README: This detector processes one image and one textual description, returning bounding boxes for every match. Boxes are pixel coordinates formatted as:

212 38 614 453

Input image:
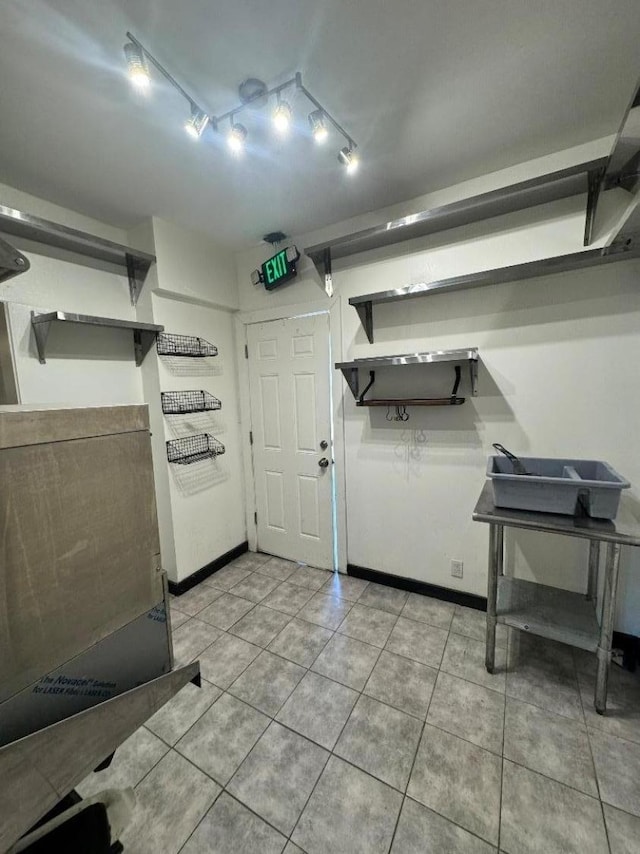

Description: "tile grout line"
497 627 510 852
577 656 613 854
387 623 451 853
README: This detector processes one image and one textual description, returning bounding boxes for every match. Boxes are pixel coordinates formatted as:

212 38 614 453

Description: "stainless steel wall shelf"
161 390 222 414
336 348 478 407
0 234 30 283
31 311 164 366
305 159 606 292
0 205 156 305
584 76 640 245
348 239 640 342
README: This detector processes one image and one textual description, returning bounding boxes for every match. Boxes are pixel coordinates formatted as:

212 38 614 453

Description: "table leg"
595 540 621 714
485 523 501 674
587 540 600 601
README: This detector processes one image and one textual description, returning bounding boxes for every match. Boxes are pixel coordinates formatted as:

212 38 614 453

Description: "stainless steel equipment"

→ Task brief: An exact copy of the listing above, minus its pictures, is what is needed here.

→ Output:
README: This detector processes one image and one textual description, returning bounding boxes for every match. Boxes are pixel coordinates formatted as:

212 38 614 453

Input image:

Description: "tile grout line"
497 627 510 852
577 656 613 854
387 623 451 853
README: This detector processes one image and one textual description, returning bounding boxes for every match. Boxes are pixel coordinates formatted as:

212 38 614 453

Description: "stainless steel wall shelf"
161 390 222 414
336 348 478 407
0 234 30 283
31 311 164 366
305 159 606 292
0 205 156 305
584 76 640 245
348 239 640 342
README: This detector processes one image and one textual description, returning bounding boxes for every match. Boxes are pixel coordinates formatted as:

212 38 614 453

Description: "table leg"
595 540 621 714
485 523 501 674
587 540 600 601
README: This detector processes one image and one textual description, returning bounding boxes for every match. Boxes are pixel coordinates formatted as:

212 38 614 453

Description: "stainless steel equipment"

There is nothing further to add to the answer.